_WHAT YOU HAVE TO DO_.
Gather every line in the listing below that contains the word "dirt", and copy those lines out.

_Position identification records_.
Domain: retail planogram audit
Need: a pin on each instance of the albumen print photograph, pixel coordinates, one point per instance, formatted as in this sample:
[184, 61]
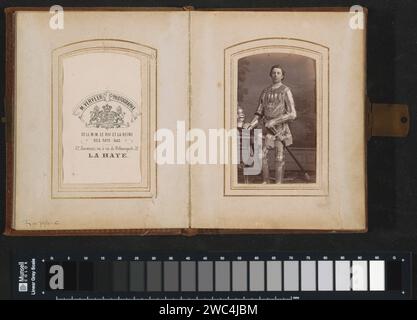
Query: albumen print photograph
[277, 94]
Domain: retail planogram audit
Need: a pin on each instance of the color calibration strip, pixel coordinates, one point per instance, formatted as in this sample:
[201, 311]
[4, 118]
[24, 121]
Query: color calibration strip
[272, 276]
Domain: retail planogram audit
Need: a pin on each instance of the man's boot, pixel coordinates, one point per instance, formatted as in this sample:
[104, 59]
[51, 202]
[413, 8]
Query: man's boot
[279, 171]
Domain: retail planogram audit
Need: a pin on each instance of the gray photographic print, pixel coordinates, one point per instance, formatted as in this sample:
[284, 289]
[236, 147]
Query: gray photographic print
[277, 94]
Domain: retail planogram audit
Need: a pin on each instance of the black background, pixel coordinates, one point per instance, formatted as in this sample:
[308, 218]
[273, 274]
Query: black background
[392, 163]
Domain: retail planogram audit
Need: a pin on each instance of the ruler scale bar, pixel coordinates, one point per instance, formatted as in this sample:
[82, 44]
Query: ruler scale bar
[225, 275]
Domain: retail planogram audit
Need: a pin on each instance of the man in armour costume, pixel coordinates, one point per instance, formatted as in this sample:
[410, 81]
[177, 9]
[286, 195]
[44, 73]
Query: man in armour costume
[275, 109]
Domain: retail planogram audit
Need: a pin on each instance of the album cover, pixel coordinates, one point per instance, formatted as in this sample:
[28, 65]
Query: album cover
[182, 121]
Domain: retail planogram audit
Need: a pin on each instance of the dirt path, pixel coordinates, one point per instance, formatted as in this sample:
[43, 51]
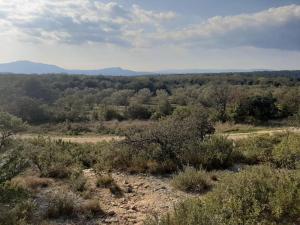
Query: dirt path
[140, 196]
[236, 136]
[75, 139]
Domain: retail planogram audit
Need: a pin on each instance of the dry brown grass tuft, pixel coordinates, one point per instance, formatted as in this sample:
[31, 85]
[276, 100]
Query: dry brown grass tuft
[90, 207]
[104, 181]
[31, 182]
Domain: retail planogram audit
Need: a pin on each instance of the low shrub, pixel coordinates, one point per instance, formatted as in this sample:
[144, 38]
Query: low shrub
[287, 153]
[192, 180]
[215, 152]
[282, 150]
[259, 195]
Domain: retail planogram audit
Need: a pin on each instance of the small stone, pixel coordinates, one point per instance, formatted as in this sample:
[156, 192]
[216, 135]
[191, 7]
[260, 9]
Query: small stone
[111, 220]
[111, 213]
[134, 208]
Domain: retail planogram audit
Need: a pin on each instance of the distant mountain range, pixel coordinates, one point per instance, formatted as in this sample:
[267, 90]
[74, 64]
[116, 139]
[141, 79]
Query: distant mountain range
[27, 67]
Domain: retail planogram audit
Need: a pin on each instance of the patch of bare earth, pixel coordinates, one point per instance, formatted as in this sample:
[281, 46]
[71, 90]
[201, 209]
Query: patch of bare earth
[139, 197]
[142, 196]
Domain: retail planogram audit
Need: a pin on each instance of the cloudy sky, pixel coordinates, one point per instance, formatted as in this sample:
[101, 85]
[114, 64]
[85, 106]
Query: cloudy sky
[152, 35]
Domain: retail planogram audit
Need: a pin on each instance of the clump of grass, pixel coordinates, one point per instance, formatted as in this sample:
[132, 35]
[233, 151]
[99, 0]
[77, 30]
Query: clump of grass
[78, 182]
[21, 213]
[61, 205]
[91, 208]
[257, 195]
[104, 181]
[192, 180]
[30, 182]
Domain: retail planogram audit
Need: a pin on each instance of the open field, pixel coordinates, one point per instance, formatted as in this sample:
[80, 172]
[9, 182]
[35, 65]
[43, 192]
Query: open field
[75, 139]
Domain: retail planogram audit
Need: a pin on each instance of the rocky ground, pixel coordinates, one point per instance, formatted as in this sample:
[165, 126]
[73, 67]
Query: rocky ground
[142, 196]
[139, 196]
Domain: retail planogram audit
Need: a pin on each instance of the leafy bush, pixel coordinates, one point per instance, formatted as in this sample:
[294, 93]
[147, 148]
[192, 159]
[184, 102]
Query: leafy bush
[9, 125]
[13, 160]
[192, 180]
[259, 195]
[256, 109]
[280, 150]
[136, 111]
[215, 152]
[287, 153]
[165, 141]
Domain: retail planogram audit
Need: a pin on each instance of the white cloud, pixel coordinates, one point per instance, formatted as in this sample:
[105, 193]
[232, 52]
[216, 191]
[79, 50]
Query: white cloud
[78, 21]
[92, 21]
[272, 28]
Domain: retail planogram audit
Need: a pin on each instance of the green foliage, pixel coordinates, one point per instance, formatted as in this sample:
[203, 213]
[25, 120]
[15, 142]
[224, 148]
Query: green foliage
[136, 111]
[256, 109]
[287, 153]
[13, 160]
[111, 114]
[9, 125]
[53, 159]
[280, 150]
[165, 141]
[21, 214]
[258, 195]
[192, 180]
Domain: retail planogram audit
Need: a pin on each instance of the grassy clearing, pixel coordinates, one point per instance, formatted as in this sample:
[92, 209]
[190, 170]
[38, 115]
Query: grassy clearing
[192, 180]
[259, 195]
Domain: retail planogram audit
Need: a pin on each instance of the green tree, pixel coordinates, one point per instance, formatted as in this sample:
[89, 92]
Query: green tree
[9, 125]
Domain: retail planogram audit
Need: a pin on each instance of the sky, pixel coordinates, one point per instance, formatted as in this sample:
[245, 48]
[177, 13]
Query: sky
[152, 35]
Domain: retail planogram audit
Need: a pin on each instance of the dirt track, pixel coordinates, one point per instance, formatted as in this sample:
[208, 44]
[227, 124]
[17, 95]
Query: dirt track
[236, 136]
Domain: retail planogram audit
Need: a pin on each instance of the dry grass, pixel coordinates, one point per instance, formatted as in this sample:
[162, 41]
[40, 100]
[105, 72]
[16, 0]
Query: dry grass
[31, 182]
[90, 207]
[192, 180]
[231, 127]
[104, 181]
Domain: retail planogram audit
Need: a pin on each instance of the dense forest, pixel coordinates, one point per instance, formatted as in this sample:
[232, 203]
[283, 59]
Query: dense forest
[255, 97]
[172, 161]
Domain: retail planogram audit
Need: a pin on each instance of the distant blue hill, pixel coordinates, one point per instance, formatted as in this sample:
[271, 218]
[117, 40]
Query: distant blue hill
[27, 67]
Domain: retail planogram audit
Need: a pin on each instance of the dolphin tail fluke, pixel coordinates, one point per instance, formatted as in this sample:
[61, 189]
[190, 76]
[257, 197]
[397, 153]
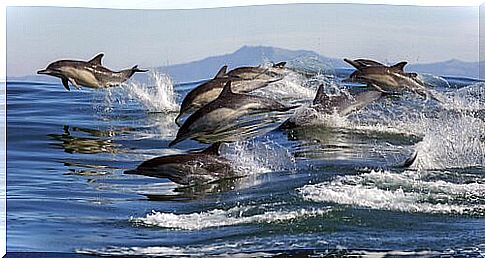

_OUTPUT OF THE EXERCISE_.
Need: a pin on each instance of the dirt path, pixel coordinates, one point per instance, formatted as in this sample:
Query: dirt path
Need: a pin on each instance of the dirt track, pixel coordinates, one point per instance, formatted as in this sample:
Query: dirt track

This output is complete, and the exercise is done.